* Selected extract:
──────
- Athletics pictogram
- Venue: White City Stadium
- Date: 25 July 1908
- Competitors: 20 from 8 nations
- Winning distance: 14.92 OR

Medalists
- 1st place, gold medalist(s):  / Tim Ahearne Great Britain
- 2nd place, silver medalist(s):  / Garfield MacDonald Canada
- 3rd place, bronze medalist(s):  / Edvard Larsen Norway

= Athletics at the 1908 Summer Olympics – Men's triple jump =

The men's triple jump was one of six jumping events on the Athletics at the 1908 Summer Olympics programme in London. The competition was held on 25 July 1908. Twenty athletes from eight nations competed. NOCs could enter up to 12 athletes. The event was won by Tim Ahearne of Great Britain, breaking a streak of three American victories in the triple jump. All three medal-winning nations were on the podium for the first time.

==Background==

This was the fourth appearance of the event, which is one of 12 athletics events to have been held at every Summer Olympics. No athletes from the 1904 Games returned. The triple jump was still "rarely contested at national meets in this era" and once again there was no favorite in the Olympic event.

Canada, Finland, Norway, and South Africa each made their first appearance in the event. The United States competed for the fourth time, having competed at each of the Games so far.

==Competition format==

The competition was described as two rounds at the time, but was more similar to the modern divided final. All athletes received three jumps initially. The top three after that received an additional three jumps to improve their distance, but the initial jumps would still count if no improvement was made. The jump format was codified: "The competitor shall first land upon the same foot with which he shall have taken off. The reverse foot shall be used for the second landing, and both feet shall be used for the third landing."
──────
* Tasks to complete:
• A. Repeat the passage in the 1908 triple jump article from "The men's triple" to "the Olympic event.".
• B. Carry on the 1908 Olympic triple jump article from the point where it stops.

* Data segment:
──────
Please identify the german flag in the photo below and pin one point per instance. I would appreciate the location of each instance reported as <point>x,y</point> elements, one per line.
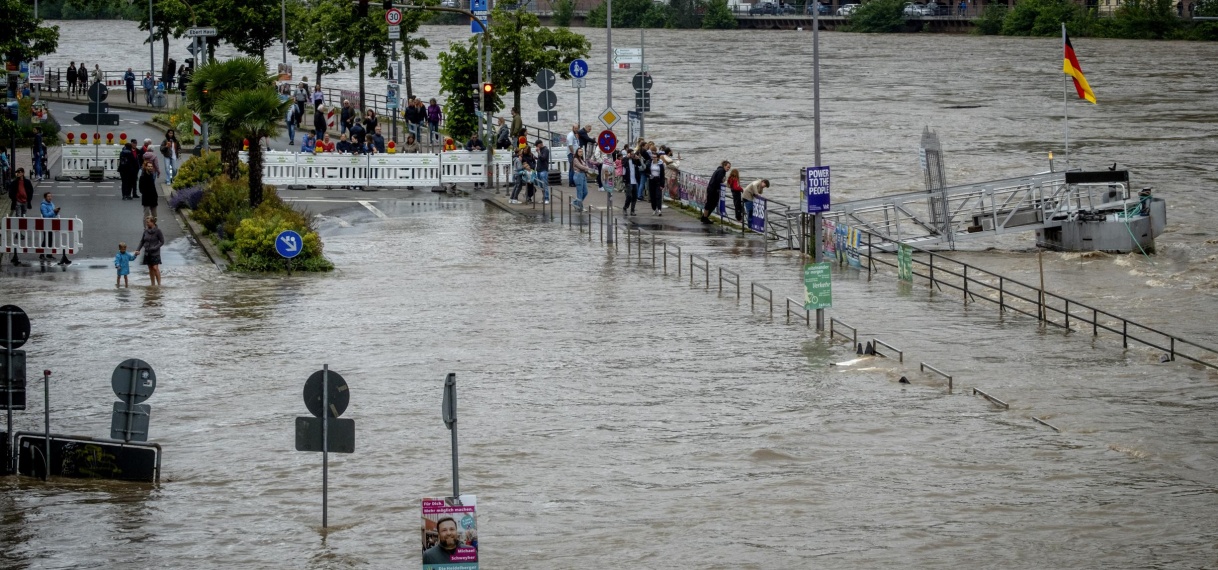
<point>1071,67</point>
──────
* Outputs for the tasks:
• A.
The men's triple jump was one of six jumping events on the Athletics at the 1908 Summer Olympics programme in London. The competition was held on 25 July 1908. Twenty athletes from eight nations competed. NOCs could enter up to 12 athletes. The event was won by Tim Ahearne of Great Britain, breaking a streak of three American victories in the triple jump. All three medal-winning nations were on the podium for the first time.

==Background==

This was the fourth appearance of the event, which is one of 12 athletics events to have been held at every Summer Olympics. No athletes from the 1904 Games returned. The triple jump was still "rarely contested at national meets in this era" and once again there was no favorite in the Olympic event.

• B.
==Records==

These are the standing world and Olympic records (in metres) prior to the 1908 Summer Olympics.

(*) unofficial

At first Tim Ahearne set a new Olympic record with 14.72 metres. Then Garfield MacDonald improved the record to 14.76 metres and finally Ahearne took the new Olympic record with 14.92 metres.

| World record | John Breshnihan (GBR) | 15.35(*) | Bandon, United Kingdom of Great Britain and Ireland | 26 August 1906 |
| Olympic record | Myer Prinstein (USA) | 14.47 | Paris, France | 16 July 1900 |

==Schedule==

| Date | Time | Round |
|---|---|---|
| Saturday, 25 July 1908 | 10:00 | Qualifying Final |

==Results==

All jumpers performed three jumps. The best three made another three attempts to improve their marks. Best marks are known for the top seventeen jumpers, but no information about marks or placement for the bottom three.

| Rank | Athlete | Nation | Qualifying | Final | Notes |
| 1st place, gold medalist(s) | Tim Ahearne | Great Britain | 14.72 | 14.92 | OR |
| 2nd place, silver medalist(s) | Garfield MacDonald | Canada | 14.12 | 14.76 |  |
| 3rd place, bronze medalist(s) | Edvard Larsen | Norway | 14.37 | 14.39 |  |
| 4 | Calvin Bricker | Canada | 14.10 | Did not advance |  |
| 5 | Platt Adams | United States | 14.07 | Did not advance |  |
| 6 | Frank Mount Pleasant | United States | 13.97 | Did not advance |  |
| 7 | Karl Fryksdal | Sweden | 13.65 | Did not advance |  |
| 8 | John Brennan | United States | 13.59 | Did not advance |  |
| 9 | Martin Sheridan | United States | 13.42 | Did not advance |  |
| 10 | Doug Stupart | South Africa | 13.40 | Did not advance |  |
| 11 | Cyril Dugmore | Great Britain | 13.31 | Did not advance |  |
| 12 | Michael Dineen | Great Britain | 13.23 | Did not advance |  |
| 13 | Henry Olsen | Norway | 13.17 | Did not advance |  |
| 14 | Oscar Guttormsen | Norway | 13.16 | Did not advance |  |
| 15 | Dimitrios Muller | Greece | 13.09 | Did not advance |  |
| 16 | Frank Irons | United States | 12.67 | Did not advance |  |
| 17 | Sam Bellah | United States | 12.55 | Did not advance |  |
| 18–20 | Nathaniel Sherman | United States | Unknown | Did not advance |  |
| George Mayberry | Great Britain | Unknown | Did not advance |  |
| Juho Halme | Finland | Unknown | Did not advance |  |
| — | 21 nonstarters | Various | DNS | Did not advance |  |

==Sources==
- Official Report of the Games of the IV Olympiad (1908).
- De Wael, Herman. Herman's Full Olympians: "Athletics 1908". Accessed 7 April 2006. Available electronically at .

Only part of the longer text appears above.